**Stated task:** Please write out exactly the lines that begin at the line containing "find beaded bodice" and run to the end of the records.

==========

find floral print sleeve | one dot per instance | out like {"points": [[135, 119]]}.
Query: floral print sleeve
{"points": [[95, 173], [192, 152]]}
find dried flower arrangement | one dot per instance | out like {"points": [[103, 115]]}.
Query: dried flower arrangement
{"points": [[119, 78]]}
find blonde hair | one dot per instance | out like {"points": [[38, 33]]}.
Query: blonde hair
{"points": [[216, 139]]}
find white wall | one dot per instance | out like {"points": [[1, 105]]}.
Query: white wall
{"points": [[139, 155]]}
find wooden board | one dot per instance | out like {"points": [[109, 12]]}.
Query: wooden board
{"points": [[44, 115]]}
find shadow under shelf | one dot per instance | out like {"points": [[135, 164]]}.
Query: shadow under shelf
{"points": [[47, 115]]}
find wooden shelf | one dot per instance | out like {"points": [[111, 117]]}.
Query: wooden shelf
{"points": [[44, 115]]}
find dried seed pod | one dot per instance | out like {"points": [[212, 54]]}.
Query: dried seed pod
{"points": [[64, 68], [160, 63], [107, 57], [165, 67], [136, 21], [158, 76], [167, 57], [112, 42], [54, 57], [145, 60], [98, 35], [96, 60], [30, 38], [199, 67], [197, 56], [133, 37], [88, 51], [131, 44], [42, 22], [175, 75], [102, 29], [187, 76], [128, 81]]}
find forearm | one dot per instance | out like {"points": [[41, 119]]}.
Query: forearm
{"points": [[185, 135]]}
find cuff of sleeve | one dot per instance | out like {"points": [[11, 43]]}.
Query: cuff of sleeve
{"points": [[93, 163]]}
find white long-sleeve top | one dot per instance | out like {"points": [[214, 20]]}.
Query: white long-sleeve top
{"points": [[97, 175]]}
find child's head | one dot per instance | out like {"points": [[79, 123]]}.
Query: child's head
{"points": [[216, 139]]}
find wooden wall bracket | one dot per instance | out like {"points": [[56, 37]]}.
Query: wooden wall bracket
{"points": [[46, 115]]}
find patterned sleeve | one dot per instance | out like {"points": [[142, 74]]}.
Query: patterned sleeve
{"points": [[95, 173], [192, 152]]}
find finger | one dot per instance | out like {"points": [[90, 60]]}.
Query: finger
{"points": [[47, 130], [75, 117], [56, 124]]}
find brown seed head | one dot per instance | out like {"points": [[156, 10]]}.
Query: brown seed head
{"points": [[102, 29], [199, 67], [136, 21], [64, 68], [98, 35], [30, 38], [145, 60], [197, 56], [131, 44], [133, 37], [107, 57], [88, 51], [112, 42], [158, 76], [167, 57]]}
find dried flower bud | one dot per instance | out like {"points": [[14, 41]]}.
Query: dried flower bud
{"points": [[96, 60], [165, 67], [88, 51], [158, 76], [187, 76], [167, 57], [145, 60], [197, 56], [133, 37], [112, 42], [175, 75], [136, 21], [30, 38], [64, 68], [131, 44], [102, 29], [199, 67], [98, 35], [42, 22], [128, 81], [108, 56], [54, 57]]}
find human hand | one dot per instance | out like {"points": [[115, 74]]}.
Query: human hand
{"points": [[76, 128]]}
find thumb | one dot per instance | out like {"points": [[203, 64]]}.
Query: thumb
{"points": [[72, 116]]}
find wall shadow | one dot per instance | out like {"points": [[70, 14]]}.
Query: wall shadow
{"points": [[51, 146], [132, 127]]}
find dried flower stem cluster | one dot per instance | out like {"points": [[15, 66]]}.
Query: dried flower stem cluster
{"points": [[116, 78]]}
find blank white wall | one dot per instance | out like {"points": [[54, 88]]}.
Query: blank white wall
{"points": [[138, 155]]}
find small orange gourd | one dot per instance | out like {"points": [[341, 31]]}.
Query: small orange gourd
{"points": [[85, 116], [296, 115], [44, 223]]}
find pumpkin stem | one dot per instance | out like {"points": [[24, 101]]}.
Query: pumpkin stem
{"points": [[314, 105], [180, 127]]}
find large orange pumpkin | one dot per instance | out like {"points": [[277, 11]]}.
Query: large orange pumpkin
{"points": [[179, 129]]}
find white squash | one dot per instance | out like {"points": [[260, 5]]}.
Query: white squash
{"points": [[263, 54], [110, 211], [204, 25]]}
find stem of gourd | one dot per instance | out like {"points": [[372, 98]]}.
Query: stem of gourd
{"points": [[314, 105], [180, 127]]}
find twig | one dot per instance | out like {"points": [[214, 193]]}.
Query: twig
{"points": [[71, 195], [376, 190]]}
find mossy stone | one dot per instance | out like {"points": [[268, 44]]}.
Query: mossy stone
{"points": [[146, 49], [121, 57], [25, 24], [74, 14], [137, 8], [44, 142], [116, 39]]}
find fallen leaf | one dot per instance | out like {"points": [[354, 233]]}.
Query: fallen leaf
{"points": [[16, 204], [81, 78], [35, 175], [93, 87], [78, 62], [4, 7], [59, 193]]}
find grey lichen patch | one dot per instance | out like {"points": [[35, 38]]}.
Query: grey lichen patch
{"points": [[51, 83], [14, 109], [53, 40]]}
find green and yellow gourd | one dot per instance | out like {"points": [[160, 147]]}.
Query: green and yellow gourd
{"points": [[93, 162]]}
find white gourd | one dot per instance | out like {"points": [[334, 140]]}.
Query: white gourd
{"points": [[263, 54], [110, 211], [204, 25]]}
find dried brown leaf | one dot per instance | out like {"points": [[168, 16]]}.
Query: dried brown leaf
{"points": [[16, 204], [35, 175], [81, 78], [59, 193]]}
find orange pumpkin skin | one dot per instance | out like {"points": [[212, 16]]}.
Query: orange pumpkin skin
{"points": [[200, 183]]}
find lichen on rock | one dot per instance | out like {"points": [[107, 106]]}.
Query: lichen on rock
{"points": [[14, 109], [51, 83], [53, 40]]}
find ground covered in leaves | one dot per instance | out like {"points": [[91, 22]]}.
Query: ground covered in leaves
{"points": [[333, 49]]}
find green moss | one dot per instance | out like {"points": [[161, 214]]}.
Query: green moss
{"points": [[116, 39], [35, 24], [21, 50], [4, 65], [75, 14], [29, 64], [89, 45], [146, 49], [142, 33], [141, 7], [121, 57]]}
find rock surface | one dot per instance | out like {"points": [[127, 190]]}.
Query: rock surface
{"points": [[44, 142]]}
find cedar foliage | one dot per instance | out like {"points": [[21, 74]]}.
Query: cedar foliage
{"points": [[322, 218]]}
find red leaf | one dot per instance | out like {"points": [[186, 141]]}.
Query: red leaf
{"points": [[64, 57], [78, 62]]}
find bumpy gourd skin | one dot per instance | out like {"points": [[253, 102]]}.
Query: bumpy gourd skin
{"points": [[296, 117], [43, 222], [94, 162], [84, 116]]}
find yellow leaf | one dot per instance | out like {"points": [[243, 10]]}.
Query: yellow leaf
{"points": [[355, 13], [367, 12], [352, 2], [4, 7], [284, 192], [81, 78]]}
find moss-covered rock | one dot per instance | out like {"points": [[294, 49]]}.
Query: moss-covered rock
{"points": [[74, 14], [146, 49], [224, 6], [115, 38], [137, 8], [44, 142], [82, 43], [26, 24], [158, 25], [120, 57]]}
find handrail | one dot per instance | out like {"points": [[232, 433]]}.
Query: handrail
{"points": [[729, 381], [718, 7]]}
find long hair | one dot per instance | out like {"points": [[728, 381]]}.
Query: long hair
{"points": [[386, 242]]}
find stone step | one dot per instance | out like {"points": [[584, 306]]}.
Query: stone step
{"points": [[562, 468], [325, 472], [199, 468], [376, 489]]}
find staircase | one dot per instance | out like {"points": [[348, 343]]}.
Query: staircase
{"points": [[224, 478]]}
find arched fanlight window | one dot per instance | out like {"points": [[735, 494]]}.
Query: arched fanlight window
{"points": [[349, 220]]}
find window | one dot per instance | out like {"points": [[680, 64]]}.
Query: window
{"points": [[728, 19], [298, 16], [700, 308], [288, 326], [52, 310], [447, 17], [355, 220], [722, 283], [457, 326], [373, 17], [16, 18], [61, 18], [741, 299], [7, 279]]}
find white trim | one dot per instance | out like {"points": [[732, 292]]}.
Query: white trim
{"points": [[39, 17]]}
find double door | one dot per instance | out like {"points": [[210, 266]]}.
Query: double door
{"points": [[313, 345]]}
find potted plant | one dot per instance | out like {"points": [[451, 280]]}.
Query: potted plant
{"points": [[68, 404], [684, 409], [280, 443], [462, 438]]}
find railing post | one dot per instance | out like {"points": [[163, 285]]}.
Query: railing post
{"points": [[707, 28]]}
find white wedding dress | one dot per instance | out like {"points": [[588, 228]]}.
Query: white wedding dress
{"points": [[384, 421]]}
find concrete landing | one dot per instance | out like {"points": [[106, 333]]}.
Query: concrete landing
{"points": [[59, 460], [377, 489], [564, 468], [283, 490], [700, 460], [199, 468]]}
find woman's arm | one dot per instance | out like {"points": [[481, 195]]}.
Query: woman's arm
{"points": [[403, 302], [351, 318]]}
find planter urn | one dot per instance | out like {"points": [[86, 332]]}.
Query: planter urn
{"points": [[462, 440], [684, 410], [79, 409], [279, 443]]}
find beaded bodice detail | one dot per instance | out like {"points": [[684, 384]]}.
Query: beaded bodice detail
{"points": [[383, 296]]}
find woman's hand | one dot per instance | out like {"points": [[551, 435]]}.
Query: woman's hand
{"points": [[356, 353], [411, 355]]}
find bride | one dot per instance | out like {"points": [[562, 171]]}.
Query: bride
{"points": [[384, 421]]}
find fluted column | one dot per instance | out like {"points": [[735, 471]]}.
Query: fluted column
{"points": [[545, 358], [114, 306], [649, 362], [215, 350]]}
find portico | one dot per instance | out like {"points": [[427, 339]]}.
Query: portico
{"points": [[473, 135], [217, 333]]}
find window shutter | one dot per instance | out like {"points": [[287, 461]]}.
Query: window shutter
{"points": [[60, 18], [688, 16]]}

==========

**The completed task:**
find beaded bodice detail | one dot per instance | out like {"points": [[684, 384]]}.
Query: beaded bodice detail
{"points": [[383, 296]]}
find woman's hand | one dot per instance | out like {"points": [[551, 435]]}.
Query: woman's hand
{"points": [[356, 353], [411, 355]]}
find bride | one dot per instance | out like {"points": [[562, 171]]}.
Query: bride
{"points": [[384, 421]]}
find fluted column | one dot per instance | out like {"points": [[735, 471]]}.
Query: fluted column
{"points": [[545, 358], [114, 306], [649, 362], [215, 350]]}
find portico | one dot per instance | out like {"points": [[427, 339]]}.
Query: portico
{"points": [[473, 135], [217, 333]]}
find window shutter | one dot per instance | out like {"points": [[287, 461]]}.
Query: window shutter
{"points": [[60, 18], [688, 16]]}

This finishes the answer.